How to complete this task:
All of the entries below are to be copied without any alteration.

Region pointing data
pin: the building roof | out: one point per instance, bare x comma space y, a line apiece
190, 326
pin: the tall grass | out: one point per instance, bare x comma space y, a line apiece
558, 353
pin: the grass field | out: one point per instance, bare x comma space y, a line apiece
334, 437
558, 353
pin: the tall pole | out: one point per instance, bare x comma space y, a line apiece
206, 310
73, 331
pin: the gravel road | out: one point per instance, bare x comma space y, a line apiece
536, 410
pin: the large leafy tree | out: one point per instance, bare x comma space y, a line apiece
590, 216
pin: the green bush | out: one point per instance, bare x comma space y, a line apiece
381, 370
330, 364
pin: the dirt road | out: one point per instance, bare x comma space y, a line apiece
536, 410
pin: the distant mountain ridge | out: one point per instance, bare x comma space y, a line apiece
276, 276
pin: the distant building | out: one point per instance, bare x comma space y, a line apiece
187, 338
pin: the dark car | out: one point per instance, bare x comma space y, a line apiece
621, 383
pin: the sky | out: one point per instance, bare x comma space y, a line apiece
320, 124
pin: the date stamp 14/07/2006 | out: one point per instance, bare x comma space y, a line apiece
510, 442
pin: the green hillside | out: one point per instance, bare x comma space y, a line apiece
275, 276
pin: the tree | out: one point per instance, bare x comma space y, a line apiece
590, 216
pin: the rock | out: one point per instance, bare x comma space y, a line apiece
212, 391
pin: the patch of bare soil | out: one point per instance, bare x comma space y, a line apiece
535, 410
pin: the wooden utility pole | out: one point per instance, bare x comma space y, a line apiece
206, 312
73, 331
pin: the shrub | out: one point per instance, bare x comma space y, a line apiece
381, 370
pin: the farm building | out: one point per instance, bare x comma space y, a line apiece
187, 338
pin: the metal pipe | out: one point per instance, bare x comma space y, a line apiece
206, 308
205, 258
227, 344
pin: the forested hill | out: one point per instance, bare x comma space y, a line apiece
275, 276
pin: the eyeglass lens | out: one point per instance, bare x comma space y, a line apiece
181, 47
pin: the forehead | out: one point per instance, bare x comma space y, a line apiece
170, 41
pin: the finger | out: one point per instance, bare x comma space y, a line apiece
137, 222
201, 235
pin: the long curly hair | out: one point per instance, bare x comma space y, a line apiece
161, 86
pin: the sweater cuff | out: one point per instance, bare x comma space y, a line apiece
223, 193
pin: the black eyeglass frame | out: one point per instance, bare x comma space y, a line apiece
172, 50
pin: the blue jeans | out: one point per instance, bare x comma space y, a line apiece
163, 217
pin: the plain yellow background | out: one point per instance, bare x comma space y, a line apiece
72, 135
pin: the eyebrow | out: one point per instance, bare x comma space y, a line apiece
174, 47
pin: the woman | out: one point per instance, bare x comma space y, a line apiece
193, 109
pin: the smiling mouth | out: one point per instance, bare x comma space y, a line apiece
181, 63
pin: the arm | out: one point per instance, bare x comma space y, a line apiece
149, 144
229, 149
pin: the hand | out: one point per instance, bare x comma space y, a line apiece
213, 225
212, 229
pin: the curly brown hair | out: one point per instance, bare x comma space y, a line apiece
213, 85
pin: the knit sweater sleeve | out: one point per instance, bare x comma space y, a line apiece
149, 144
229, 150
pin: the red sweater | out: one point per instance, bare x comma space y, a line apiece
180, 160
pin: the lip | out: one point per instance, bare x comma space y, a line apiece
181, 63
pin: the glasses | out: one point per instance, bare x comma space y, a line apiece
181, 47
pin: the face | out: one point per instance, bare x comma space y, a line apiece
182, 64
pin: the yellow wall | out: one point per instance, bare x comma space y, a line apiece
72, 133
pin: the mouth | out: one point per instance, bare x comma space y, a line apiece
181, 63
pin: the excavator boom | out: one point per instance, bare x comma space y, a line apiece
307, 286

Response to this exercise:
pin: the building roof | out: one point per instance, bare x comma space y, a line apiece
190, 326
pin: the tall grass | out: one point per instance, bare x comma space y, a line apiece
558, 353
pin: the grass field | out: one point per instance, bare x comma space y, a line apiece
334, 437
558, 353
pin: the tall pole | out: one point per instance, bare x comma space y, a line apiece
206, 310
73, 331
pin: the gravel road | out: one point per instance, bare x comma space y, a line apiece
536, 410
pin: the large leafy tree | out: one point per instance, bare x comma space y, a line apiece
590, 216
pin: the green bush | out: one point per instance, bare x comma space y, a line apiece
381, 370
330, 364
pin: the dirt road | out: one point per instance, bare x comma space y, a line apiece
536, 410
pin: the distant mountain ridge | out: one point per instance, bare x comma space y, a line apiece
276, 276
pin: the distant building | out: one point per instance, bare x comma space y, a line apiece
187, 338
pin: the dark car | out: one point per instance, bare x comma space y, a line apiece
621, 383
pin: the sky | out: one point per instance, bare x comma space y, a line apiece
320, 124
pin: the date stamp 14/07/2006 | out: one point per instance, bare x comma space y, a line apiece
510, 442
pin: the green hillside | out: one point per instance, bare x comma space y, a line apiece
275, 276
pin: the tree | out: one point per instance, bare x comma space y, a line apiece
590, 216
pin: the rock | out: one point per instance, bare x comma space y, a line apiece
212, 391
pin: the patch of bare soil | out: one point per instance, bare x comma space y, a line apiece
535, 410
pin: the wooden utility pole | out: one point per instance, bare x comma space y, a line apiece
206, 312
73, 331
pin: the shrub | out: one point per instance, bare x comma space y, a line apiece
381, 370
pin: the farm building | out: one point per instance, bare x comma space y, a line apiece
187, 338
pin: the metal pipe | out: one point per instance, bare x comma space y, a line apiece
206, 308
205, 258
227, 344
pin: the forested hill | out: one point per instance, bare x comma space y, a line apiece
275, 276
pin: the eyeglass lens | out: one point per instance, bare x comma space y, a line apiece
181, 47
pin: the forehead | out: one point per instance, bare x comma space y, a line apiece
170, 41
pin: the finger | out: one point per instance, bare x comma space y, a line apiece
137, 222
201, 235
pin: the long curly hair | out: one point per instance, bare x comma space y, a line apiece
161, 86
pin: the sweater cuff | out: one point per instance, bare x comma space y, a line apiece
223, 193
pin: the black eyeglass frame | out: one point per instance, bare x comma space y, a line apiece
172, 50
pin: the blue jeans | out: one point per instance, bare x comma space y, a line apiece
163, 217
pin: the plain yellow background | out: one point per instance, bare x comma space y, a line apiece
72, 135
pin: the eyebrow | out: one point per instance, bare x comma space y, a line apiece
174, 47
pin: the woman | out: one point per instance, bare x comma space y, a line apiece
193, 109
pin: the smiling mouth | out: one point per instance, bare x comma space y, a line apiece
181, 63
pin: the arm | out: one point per instance, bare x comma space y, a line apiece
149, 144
229, 149
pin: the hand | out: one point per instance, bare x comma space y, a line apiece
213, 225
212, 229
pin: the curly brown hair | out: one point per instance, bare x comma space y, a line apiece
213, 85
pin: the knit sweater sleeve | out: one point per instance, bare x comma space y, a line apiece
149, 144
229, 150
pin: the red sweater | out: one point per instance, bare x comma space y, a line apiece
180, 160
pin: the lip | out: one point per instance, bare x comma space y, a line apiece
181, 63
pin: the glasses | out: one point per instance, bare x comma space y, a line apiece
181, 47
pin: the face | out: one point per instance, bare x comma space y, a line apiece
182, 64
pin: the yellow wall | out: one point per instance, bare x comma space y, a line apiece
72, 133
pin: the mouth | out: one point per instance, bare x comma space y, a line apiece
181, 63
pin: the excavator boom | out: one point per instance, bare x comma space y, a line apiece
307, 286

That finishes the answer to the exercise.